> **EXERCISE DETAILS**: Could you filter the records below and return each line that holds "instance"?

Saved data entries:

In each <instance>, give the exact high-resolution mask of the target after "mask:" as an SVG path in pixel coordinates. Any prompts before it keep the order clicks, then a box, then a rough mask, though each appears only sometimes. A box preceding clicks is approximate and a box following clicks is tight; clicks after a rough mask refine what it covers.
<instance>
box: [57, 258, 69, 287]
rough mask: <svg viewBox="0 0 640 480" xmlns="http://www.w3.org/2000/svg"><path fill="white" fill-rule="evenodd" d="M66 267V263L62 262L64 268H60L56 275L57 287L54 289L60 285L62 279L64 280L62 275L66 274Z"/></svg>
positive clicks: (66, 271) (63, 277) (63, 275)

> **ANSWER SPACE**:
In each <instance>, give the exact high-resolution mask of the target after "mask:" as an SVG path in pixel coordinates. Any prompts before it keep the order clicks, then a box, then a rough mask, though each appears only sometimes. A box preceding clicks is approximate and a box following clicks is tight; clicks after a rough mask refine what it covers.
<instance>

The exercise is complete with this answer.